»»

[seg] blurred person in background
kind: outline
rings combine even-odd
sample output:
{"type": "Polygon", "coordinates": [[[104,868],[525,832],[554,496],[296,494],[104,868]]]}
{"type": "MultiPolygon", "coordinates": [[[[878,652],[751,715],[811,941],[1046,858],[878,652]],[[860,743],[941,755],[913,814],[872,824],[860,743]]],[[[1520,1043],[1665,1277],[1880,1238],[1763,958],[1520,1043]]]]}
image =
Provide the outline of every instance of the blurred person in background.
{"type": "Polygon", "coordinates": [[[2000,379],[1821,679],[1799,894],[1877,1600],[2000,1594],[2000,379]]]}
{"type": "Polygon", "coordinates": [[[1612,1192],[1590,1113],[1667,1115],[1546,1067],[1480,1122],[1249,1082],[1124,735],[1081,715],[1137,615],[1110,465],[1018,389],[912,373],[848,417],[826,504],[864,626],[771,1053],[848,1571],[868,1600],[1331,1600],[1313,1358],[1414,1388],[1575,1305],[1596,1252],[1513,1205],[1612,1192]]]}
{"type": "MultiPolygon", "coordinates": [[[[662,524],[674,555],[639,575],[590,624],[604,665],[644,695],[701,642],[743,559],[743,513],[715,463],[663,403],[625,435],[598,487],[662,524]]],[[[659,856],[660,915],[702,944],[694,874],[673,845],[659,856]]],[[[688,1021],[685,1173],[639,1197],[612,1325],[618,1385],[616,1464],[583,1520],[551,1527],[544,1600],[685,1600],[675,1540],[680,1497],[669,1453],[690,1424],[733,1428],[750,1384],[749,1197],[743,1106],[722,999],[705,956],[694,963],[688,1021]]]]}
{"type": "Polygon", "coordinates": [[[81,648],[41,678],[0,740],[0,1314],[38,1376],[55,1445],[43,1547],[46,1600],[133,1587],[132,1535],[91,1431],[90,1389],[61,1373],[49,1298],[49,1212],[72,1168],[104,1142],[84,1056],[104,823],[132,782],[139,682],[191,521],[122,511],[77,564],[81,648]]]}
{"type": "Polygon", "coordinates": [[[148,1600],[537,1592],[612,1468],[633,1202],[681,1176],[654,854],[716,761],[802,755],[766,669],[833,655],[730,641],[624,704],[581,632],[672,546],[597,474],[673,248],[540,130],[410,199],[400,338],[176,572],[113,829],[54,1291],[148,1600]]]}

««

Goal of the exercise. Write out exactly each line of the entries, starting at the one containing "Provide the outline" and finishing with the last line.

Response.
Provide the outline of every instance of the blurred person in background.
{"type": "Polygon", "coordinates": [[[2000,379],[1821,679],[1799,894],[1877,1600],[2000,1594],[2000,379]]]}
{"type": "Polygon", "coordinates": [[[1612,1192],[1590,1113],[1667,1115],[1546,1067],[1480,1122],[1249,1082],[1124,735],[1081,715],[1137,615],[1110,465],[1018,389],[912,373],[848,417],[826,504],[864,626],[771,1053],[848,1571],[868,1600],[1331,1600],[1313,1358],[1414,1388],[1575,1305],[1596,1252],[1513,1205],[1612,1192]]]}
{"type": "MultiPolygon", "coordinates": [[[[662,524],[674,555],[639,575],[590,624],[604,665],[644,695],[701,642],[743,559],[743,513],[715,463],[663,403],[625,435],[598,487],[662,524]]],[[[659,856],[660,915],[702,944],[694,874],[673,845],[659,856]]],[[[688,1021],[685,1173],[639,1197],[612,1325],[618,1385],[616,1464],[583,1520],[551,1527],[544,1600],[685,1600],[675,1540],[680,1497],[669,1453],[690,1424],[733,1428],[750,1384],[749,1197],[743,1106],[722,999],[705,956],[694,963],[688,1021]]]]}
{"type": "Polygon", "coordinates": [[[81,648],[41,678],[0,740],[0,1314],[38,1376],[55,1445],[43,1547],[46,1600],[133,1587],[132,1535],[91,1431],[90,1389],[61,1373],[49,1298],[49,1212],[72,1168],[104,1142],[84,1056],[104,823],[132,782],[139,682],[191,521],[122,511],[77,564],[81,648]]]}
{"type": "Polygon", "coordinates": [[[148,1600],[537,1592],[612,1468],[633,1202],[681,1176],[654,854],[716,761],[802,755],[766,669],[833,655],[730,641],[624,704],[581,632],[672,546],[597,474],[673,248],[540,130],[410,199],[400,338],[176,572],[113,829],[54,1291],[148,1600]]]}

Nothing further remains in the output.